• _Task requirements_
All of the data that appears below is to be given again precisely as written.

Saved entries
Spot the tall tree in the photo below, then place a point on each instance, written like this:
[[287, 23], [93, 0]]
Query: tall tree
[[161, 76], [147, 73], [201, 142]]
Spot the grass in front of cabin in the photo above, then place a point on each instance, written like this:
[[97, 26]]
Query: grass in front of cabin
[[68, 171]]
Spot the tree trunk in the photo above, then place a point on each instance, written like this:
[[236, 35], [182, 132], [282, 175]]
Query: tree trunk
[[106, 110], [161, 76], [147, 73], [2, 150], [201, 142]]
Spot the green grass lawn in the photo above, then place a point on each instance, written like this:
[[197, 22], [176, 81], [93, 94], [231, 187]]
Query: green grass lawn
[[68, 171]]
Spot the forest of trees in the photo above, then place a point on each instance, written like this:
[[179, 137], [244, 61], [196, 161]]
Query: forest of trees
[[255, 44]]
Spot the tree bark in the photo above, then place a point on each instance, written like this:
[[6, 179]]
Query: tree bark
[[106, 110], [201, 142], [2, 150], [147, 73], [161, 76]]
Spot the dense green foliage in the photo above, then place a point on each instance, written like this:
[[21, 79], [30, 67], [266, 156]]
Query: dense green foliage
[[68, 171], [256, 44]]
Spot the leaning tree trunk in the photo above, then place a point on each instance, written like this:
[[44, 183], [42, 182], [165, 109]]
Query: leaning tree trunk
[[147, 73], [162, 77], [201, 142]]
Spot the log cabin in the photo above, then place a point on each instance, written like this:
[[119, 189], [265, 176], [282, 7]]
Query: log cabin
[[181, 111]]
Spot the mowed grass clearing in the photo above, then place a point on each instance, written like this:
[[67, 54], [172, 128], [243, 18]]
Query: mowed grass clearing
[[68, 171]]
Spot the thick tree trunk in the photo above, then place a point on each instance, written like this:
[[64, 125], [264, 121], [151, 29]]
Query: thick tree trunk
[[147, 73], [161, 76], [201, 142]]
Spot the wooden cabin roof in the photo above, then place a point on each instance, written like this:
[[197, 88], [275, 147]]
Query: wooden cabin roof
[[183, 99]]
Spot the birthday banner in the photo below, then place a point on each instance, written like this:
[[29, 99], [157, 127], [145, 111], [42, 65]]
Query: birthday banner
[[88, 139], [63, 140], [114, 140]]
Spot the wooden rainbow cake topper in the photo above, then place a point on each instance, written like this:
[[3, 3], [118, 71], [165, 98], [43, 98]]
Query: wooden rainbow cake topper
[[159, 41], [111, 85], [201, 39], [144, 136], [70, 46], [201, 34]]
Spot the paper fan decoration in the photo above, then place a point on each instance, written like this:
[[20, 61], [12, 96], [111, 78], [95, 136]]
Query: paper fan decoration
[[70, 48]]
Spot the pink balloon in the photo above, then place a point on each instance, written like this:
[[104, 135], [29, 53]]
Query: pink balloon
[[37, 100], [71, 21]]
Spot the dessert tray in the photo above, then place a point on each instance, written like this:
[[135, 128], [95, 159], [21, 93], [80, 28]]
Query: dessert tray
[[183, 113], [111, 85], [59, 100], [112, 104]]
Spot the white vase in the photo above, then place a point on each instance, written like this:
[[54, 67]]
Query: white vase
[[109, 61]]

• _Output for this exercise_
Spot the tall tree in the photo below, then place a point on each instance, written like this:
[[287, 23], [93, 0]]
Query: tall tree
[[161, 76], [147, 73], [201, 142]]
Spot the grass in front of cabin in the photo above, then place a point on each instance, written like this:
[[97, 26]]
Query: grass in front of cabin
[[68, 171]]
Spot the tree trunk in the photo above, then place a point on each instance, written like this:
[[236, 35], [182, 132], [282, 175]]
Query: tree trunk
[[106, 110], [161, 76], [147, 73], [2, 150], [201, 142]]
Spot the green grass lawn in the photo above, then place a point on each instance, written like this:
[[197, 22], [176, 81], [93, 94], [231, 187]]
Query: green grass lawn
[[68, 171]]
Spot the forest of trees in the photo above, then place a point on each instance, written like this:
[[179, 137], [244, 61], [196, 161]]
Query: forest of trees
[[255, 44]]
Spot the tree bark in the photo above, then place a point on each instance, written like this:
[[6, 179]]
Query: tree bark
[[106, 110], [201, 142], [2, 150], [147, 73], [161, 76]]
Spot the dense green foliage in the photo above, then place a point on each instance, written like this:
[[21, 79], [30, 67], [266, 156]]
Query: dense green foliage
[[68, 171], [256, 44]]
Spot the leaning tree trunk in the photo above, then place a point on each instance, written like this:
[[44, 183], [42, 182], [165, 109]]
Query: leaning tree trunk
[[147, 73], [162, 77], [201, 142]]
Spot the log cabin in the photo above, then place a point on each instance, written like this:
[[119, 189], [265, 176], [282, 7]]
Query: log cabin
[[181, 111]]
Spot the mowed grass clearing in the photo above, then place a point on each instance, written like this:
[[67, 54], [172, 128], [243, 18]]
Query: mowed grass clearing
[[68, 171]]
Spot the thick tree trunk in the photo above, then place a point on each instance, written like this:
[[64, 125], [264, 121], [151, 29]]
Query: thick tree trunk
[[147, 73], [161, 76], [201, 142]]
Spot the wooden cabin roof in the photo above, then place a point on each instance, written like this:
[[197, 88], [275, 147]]
Query: wooden cabin roof
[[183, 99]]
Spot the birthday banner in the photo below, then place a point on each instance, written like this:
[[29, 99], [157, 127], [145, 111], [42, 65]]
Query: birthday banner
[[88, 139], [63, 140], [114, 140]]
Spot the wooden rainbow cake topper in the photo above, then place a point on each instance, written like this:
[[3, 3], [118, 71], [165, 98], [43, 98]]
Query: wooden rainbow cake topper
[[159, 41], [111, 85], [201, 39], [144, 136], [70, 46], [201, 34]]
Spot the paper fan decoration in the photo above, then place a point on each instance, written like this:
[[20, 61], [12, 96], [111, 78], [95, 136]]
Query: paper fan decoration
[[70, 48]]
Spot the pink balloon in the photo above, then place a point on each instance, written like this:
[[104, 135], [29, 53]]
Query: pink balloon
[[37, 100], [71, 21]]
Spot the dessert tray in the photo above, then place a point on each instance, written like this:
[[135, 128], [95, 159], [21, 93], [80, 28]]
Query: dessert tray
[[183, 113], [111, 85], [59, 100], [112, 104]]
Spot the white vase in the photo above, then place a point on each instance, written like this:
[[54, 67]]
Query: white vase
[[109, 61]]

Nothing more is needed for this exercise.